#### Extract to read
------------------------------
My mother told me that she was the daughter of one of the other maids who died of a disease, a few years back. Her mother had toiled hard to get her the basic education. Her father had died long ago. The only dream that her mother had was to see her complete her education. The same year, she was married to a man who was earning in some coal mine. Naturally it was not a choice but was a result of the pressure from the society. Her spouse denied her any further education and thus she had to quit. Her spouse died after two years of their marriage of some accident in the coal mines. She had two children to look after and hence she started working as a maid.

She never talked about anything. I had never seen her smile in that complete one year. She lived in a small hut that was in a nearby slum area where most of the housemaids lived. Her children rolled and played in the dust all day, until she returned for lunch and then dinner.

It was the time for my new sessions to begin and I had just bought my new school books. She entered my room to broom the floor when she saw my new books and kept staring for a moment. I could see that yearning for those books, perhaps, her lost education. But she knew that she couldn’t pursue her education now. Hence, she resumed to broom the floor.

That day, I decided to do something for her. I stacked in a pile of all my elementary level school books that were in fine condition and asked for some more along with some extra stationary stuff from the rest of my friends. We carried them to her house, the very next Sunday evening on my bicycle. Near the door was a little kid who jumped towards us in excitement, once we approached. He then ran in, through the small door and came out holding her by the hand while she was reluctant. She opened the door in bewilderment. The following moment was full of complex emotions on her part. She saw that pile of books and other stationary stuff and my smiling friends and her dancing children. She smiled too, while tears rolled down her face. She said she was obliged. I don’t know whether those books were of any help to her kids. I didn’t care if I had to spare my new pack of crayons. All I knew was that she had smiled, for the first time that day, after a long time.
------------------------------
#### Records
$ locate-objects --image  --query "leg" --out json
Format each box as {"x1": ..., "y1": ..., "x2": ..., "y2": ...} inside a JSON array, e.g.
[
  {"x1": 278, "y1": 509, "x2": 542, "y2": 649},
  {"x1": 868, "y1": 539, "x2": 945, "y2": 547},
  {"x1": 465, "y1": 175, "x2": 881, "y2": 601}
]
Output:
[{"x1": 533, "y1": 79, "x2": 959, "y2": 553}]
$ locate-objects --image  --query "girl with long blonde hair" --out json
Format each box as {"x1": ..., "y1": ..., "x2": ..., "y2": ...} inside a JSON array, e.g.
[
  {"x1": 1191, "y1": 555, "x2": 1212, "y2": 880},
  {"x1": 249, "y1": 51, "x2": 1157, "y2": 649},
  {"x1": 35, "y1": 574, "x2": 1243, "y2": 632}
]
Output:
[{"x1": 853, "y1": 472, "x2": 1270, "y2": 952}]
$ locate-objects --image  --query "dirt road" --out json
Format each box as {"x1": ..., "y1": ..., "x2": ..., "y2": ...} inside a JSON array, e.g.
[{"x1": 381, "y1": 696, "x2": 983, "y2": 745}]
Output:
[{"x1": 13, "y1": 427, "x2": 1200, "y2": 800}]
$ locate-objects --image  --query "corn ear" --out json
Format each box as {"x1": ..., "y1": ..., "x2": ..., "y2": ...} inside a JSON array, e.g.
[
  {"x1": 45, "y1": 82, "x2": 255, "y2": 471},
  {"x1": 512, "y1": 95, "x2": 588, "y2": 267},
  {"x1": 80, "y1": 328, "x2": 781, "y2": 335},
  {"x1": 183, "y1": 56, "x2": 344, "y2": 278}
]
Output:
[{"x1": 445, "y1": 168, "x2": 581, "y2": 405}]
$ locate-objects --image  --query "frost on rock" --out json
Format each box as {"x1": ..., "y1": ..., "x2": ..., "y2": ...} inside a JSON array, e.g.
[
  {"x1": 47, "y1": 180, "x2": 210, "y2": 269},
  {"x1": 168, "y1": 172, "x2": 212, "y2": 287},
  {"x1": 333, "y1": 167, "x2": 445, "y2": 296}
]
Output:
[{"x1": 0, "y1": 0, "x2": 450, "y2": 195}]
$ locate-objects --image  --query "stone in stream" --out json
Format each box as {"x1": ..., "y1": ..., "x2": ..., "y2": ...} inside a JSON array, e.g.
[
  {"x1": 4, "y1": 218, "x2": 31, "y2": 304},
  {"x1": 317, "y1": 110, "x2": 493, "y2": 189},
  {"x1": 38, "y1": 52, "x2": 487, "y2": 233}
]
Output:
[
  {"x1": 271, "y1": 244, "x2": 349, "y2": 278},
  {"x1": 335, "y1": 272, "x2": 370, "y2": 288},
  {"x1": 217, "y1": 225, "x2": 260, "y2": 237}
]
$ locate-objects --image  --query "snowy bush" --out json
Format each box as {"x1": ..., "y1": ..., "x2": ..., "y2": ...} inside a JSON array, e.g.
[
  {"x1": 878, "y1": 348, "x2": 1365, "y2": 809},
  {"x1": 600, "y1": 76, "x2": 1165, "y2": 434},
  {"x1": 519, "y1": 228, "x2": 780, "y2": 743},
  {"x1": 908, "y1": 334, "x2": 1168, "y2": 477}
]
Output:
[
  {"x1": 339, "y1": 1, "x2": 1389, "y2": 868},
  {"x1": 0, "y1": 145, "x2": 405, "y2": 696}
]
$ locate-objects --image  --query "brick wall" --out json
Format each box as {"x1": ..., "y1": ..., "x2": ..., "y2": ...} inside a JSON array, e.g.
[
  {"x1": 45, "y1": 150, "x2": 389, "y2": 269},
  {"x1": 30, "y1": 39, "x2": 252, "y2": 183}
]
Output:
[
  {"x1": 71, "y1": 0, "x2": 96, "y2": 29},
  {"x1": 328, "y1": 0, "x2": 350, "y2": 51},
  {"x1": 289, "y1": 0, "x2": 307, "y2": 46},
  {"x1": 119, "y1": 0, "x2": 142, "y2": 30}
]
------------------------------
Answer these questions from the account of the housemaid:
(a) How did her husband die?
(b) Where did she live?
(c) When were the books taken to her house, and how were they carried?

(a) He died in an accident in the coal mines, two years after their marriage.
(b) She lived in a small hut in a nearby slum area where most of the housemaids lived.
(c) They were carried on a bicycle the very next Sunday evening.